• THE TASK: From the listing below, copy out the stretch from the line containing "of the white" through the line containing "Query: white french door", including both of those lines, and reproduce each line without any change.

• EXCERPTED RECORDS:
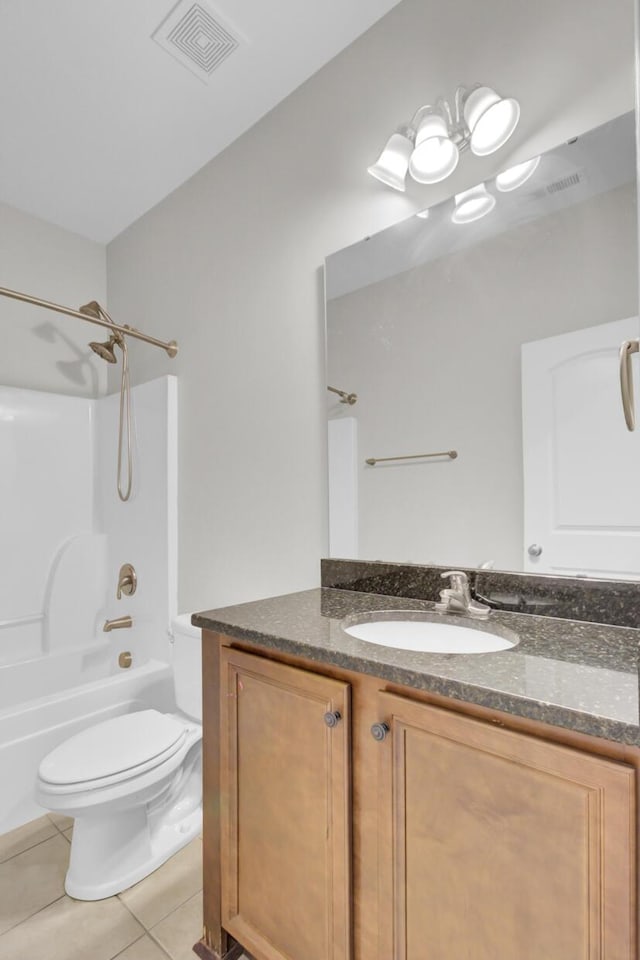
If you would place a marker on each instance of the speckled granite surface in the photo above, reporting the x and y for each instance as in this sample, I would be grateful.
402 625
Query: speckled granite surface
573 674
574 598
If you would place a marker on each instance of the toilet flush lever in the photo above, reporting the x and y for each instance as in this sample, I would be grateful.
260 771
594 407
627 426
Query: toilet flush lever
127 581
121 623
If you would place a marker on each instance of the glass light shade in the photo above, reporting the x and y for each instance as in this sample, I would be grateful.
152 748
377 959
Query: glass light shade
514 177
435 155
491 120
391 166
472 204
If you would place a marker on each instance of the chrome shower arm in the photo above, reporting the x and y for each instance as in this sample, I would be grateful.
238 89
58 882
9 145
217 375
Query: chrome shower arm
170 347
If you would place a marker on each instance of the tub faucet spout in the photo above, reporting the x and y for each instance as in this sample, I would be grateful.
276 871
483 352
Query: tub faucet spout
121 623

...

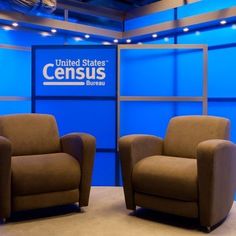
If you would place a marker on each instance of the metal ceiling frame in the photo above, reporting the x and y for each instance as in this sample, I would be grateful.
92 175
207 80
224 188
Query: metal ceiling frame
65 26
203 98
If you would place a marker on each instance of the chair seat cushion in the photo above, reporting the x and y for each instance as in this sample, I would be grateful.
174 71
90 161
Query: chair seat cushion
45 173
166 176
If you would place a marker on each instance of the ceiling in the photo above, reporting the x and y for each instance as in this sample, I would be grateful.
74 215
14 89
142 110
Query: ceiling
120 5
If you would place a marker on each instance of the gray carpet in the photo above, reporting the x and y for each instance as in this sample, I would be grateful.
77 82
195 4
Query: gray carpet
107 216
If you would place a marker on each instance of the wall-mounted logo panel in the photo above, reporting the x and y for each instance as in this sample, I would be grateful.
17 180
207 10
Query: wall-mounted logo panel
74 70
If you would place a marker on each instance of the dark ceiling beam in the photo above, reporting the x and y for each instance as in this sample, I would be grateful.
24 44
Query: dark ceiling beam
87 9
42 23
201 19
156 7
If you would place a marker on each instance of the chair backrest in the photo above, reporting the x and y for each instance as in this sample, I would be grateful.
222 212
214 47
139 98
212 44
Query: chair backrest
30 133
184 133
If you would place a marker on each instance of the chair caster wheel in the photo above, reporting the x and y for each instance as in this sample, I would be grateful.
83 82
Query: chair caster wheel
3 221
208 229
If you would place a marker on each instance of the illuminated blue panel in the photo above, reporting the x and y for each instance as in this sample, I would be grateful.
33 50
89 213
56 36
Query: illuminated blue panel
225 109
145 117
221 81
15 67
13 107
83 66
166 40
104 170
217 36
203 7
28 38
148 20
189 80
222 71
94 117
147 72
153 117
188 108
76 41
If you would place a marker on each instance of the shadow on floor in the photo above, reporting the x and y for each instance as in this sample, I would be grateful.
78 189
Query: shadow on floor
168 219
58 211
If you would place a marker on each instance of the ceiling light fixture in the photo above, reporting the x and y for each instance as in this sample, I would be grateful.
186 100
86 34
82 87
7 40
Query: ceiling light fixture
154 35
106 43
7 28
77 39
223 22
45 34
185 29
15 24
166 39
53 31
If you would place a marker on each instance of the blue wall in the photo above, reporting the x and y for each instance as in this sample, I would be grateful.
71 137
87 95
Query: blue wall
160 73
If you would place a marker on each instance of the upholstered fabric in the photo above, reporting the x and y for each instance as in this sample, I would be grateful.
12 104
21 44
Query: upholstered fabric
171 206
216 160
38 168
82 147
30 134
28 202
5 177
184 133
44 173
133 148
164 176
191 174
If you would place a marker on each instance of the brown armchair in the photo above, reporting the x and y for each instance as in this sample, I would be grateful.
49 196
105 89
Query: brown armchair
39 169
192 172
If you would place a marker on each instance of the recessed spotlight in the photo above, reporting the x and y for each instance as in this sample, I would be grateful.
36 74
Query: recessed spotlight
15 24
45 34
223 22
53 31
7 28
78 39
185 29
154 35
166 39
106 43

--

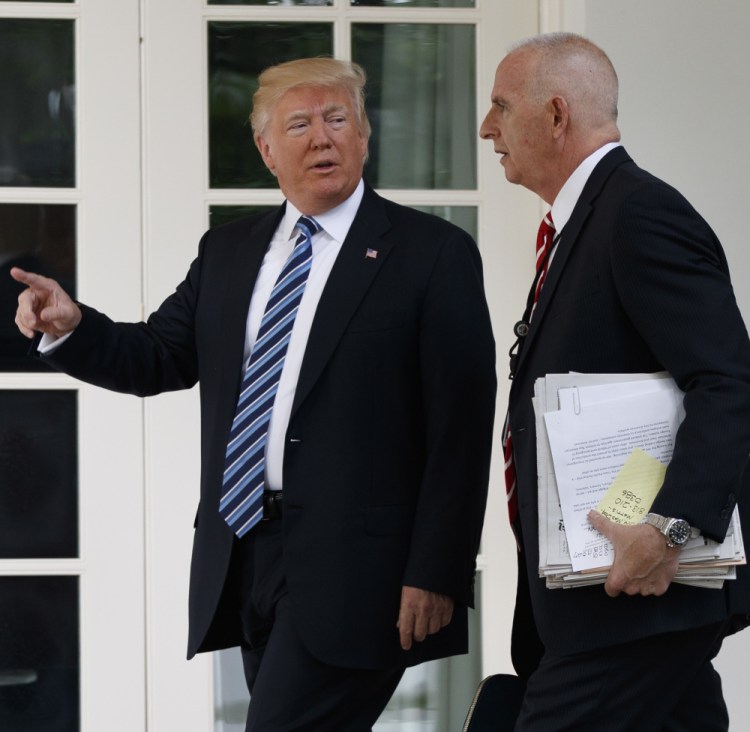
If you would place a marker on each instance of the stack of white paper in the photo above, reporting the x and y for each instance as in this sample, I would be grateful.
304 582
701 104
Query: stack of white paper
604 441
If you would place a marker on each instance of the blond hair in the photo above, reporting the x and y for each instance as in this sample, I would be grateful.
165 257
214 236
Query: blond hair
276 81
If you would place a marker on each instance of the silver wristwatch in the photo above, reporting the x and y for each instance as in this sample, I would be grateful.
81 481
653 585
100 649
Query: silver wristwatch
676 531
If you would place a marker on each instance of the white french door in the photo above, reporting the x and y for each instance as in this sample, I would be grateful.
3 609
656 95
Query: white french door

• RESPONSE TO THE TASK:
If you would place a marker on each instance of the white french door in the photo above, reporting the x and y for each instance as in this sample, I would be grateful.
3 609
656 95
Query: white french door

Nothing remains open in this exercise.